_REQUIRED ACTIONS_
**1)** In the passage on the capital increase, rewrite the portion starting with "In addition, it" and going on through "2009 be addressed.", swapping "relation" for "relationship".
**2)** Translate this sentence from the passage on the capital increase into Spanish: "The nominal value per share in all new issues will amount to CZK 0.10."
**3)** Go on with the passage on the capital increase, picking up after its final sentence.

_SOURCE TEXT_
++++++

The registered capital will be increased by the subscription of new shares. The Board of Directors is entitled to increase the registered capital by subscription of new shares more than once, with no limitation of the number of resolutions to increase the registered capital, but such increase is not to exceed CZK 766,666.60 (to wit: seven hundred and sixty-six thousand, six hundred and sixty-six crowns and sixty halers). The final amount of the registered capital will not exceed CZK 3,066,666.60. New shares of the Company to be subscribed shall be common bearer shares in certificated form, which new shares to be subscribed, like the existing shares, are to be immobilized (dematerialized) by the National Securities Depository in the Polish Republic (KDPW). The nominal value per share in all new issues will amount to CZK 0.10. It is proposed that the authorization to increase the Company's registered capital be granted to the Board of Directors for five years from the date of the General Meeting.


In addition, it is proposed that the relation between this authorization and a similar authorization granted by the General Meeting in 2009 be addressed.

++++++

_DATASET ENTRIES_
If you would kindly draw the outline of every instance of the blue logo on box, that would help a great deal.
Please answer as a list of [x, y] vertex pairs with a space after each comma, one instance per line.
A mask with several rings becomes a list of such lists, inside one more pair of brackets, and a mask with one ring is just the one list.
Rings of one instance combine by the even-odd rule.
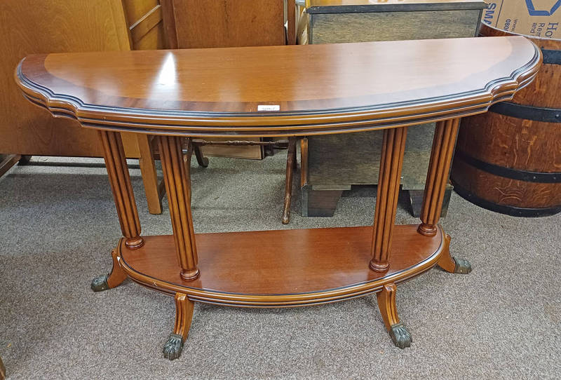
[[526, 8], [528, 8], [528, 13], [531, 16], [550, 16], [560, 6], [561, 6], [561, 0], [557, 0], [549, 11], [536, 9], [534, 6], [534, 0], [526, 0]]

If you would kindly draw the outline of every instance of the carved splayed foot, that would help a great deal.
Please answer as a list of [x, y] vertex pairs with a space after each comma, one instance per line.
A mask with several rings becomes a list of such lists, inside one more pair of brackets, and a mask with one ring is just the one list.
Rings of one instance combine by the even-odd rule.
[[92, 280], [92, 290], [94, 292], [107, 290], [109, 288], [109, 285], [107, 283], [108, 277], [109, 276], [106, 274], [94, 278]]
[[183, 336], [180, 334], [170, 334], [165, 346], [163, 346], [163, 357], [173, 360], [181, 356], [183, 349]]
[[468, 274], [471, 272], [471, 264], [468, 260], [454, 257], [454, 261], [456, 262], [456, 269], [454, 270], [454, 273]]
[[391, 326], [390, 336], [396, 346], [401, 349], [411, 346], [411, 342], [413, 341], [411, 334], [401, 323]]

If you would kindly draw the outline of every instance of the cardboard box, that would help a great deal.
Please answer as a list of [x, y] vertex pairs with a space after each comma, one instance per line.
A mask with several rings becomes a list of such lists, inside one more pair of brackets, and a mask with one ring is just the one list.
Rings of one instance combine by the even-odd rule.
[[561, 39], [561, 0], [486, 0], [484, 24], [534, 38]]

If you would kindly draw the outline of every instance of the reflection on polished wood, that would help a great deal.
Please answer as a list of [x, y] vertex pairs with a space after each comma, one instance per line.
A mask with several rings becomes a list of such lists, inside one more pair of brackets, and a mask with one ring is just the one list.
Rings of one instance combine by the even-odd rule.
[[[540, 51], [522, 37], [463, 39], [35, 55], [22, 61], [16, 81], [28, 100], [55, 116], [102, 130], [125, 236], [116, 261], [133, 280], [175, 297], [175, 325], [164, 348], [175, 359], [194, 301], [277, 307], [379, 292], [392, 339], [408, 346], [396, 285], [437, 264], [468, 271], [450, 256], [450, 238], [437, 224], [457, 118], [511, 99], [541, 61]], [[297, 74], [306, 68], [316, 75]], [[258, 111], [259, 104], [280, 110]], [[405, 127], [448, 119], [434, 140], [423, 227], [394, 226]], [[182, 136], [295, 137], [377, 128], [385, 132], [374, 226], [194, 233], [192, 144], [184, 158]], [[107, 130], [157, 136], [173, 236], [140, 238], [122, 146]], [[305, 155], [305, 140], [302, 147]], [[302, 182], [306, 172], [304, 166]], [[123, 276], [115, 273], [116, 283]]]
[[118, 247], [121, 265], [135, 281], [191, 299], [238, 306], [320, 304], [379, 290], [436, 264], [443, 233], [424, 236], [416, 225], [396, 226], [386, 273], [372, 271], [372, 226], [196, 233], [201, 276], [184, 281], [173, 238]]

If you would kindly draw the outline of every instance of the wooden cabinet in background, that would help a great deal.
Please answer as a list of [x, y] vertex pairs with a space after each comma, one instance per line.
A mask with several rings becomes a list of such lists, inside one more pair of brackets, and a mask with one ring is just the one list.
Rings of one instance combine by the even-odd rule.
[[[13, 74], [29, 54], [163, 47], [158, 0], [19, 0], [0, 2], [0, 152], [102, 157], [97, 133], [53, 118], [27, 102]], [[127, 156], [137, 138], [123, 133]]]
[[[169, 48], [294, 43], [294, 0], [161, 0]], [[285, 24], [290, 26], [285, 29]], [[287, 36], [287, 30], [290, 31]], [[231, 139], [205, 139], [227, 141]], [[259, 141], [259, 138], [243, 139]], [[206, 145], [205, 156], [261, 159], [262, 147]]]
[[[306, 4], [307, 39], [313, 44], [473, 37], [486, 6], [482, 0], [307, 0]], [[407, 136], [401, 185], [409, 192], [416, 216], [421, 212], [434, 128], [434, 123], [425, 124]], [[302, 180], [303, 215], [333, 216], [343, 191], [378, 183], [381, 133], [311, 136], [304, 143], [307, 156], [302, 161], [308, 162]]]
[[[158, 0], [0, 2], [0, 154], [102, 157], [97, 132], [54, 118], [24, 99], [13, 79], [15, 67], [34, 53], [162, 48], [162, 24]], [[147, 138], [122, 135], [126, 156], [139, 158]], [[149, 209], [159, 213], [154, 161], [140, 163]]]

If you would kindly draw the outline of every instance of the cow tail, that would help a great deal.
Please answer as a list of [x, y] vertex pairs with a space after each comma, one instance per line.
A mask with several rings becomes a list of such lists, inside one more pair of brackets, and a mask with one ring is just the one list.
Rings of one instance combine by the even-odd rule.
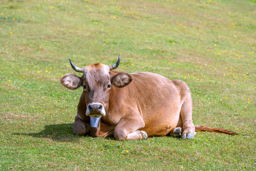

++++++

_ANSWER SET_
**1)**
In addition, it is proposed that the relationship between this authorization and a similar authorization granted by the General Meeting in 2009 be addressed.

**2)** El valor nominal por acción en todas las nuevas emisiones ascenderá a 0,10 CZK.

**3)**
VIII. Administrative Notice


Registration of shareholders for the General Meeting will take place at the venue of the General Meeting from 9:30 a.m. Shareholders being legal entities will present a valid extract from the Commercial Register (or a similar register) obtained no sooner than 1 month prior to the date of the General Meeting, or an official certified copy of such an extract. Shareholders being individuals, as well as representatives of any shareholders, will evidence their identity by a valid identification card or passport. (Presenting an identity card, or evidence of existence pursuant to this item will be required along with evidence of the right to attend the General Meeting pursuant to Item III above). Before the opening of the General Meeting, representatives of shareholders will also present a written power of attorney, which specifies the scope of their authorization and which meets any and all other requirements specified by law.


Shareholders are not be entitled to compensation of costs incurred by the same in connection with their attendance at the General Meeting.



Board of Directors of Photon Energy a.s.


Legal Basis: §4, paragraph 2, point 1 and point 3 of the Annex 3 to Resolution No. 733/2009 of the Warsaw Stock Exchange Management Board dated 18 December 2009 "Current and Periodical Information in the Alternative Trading System".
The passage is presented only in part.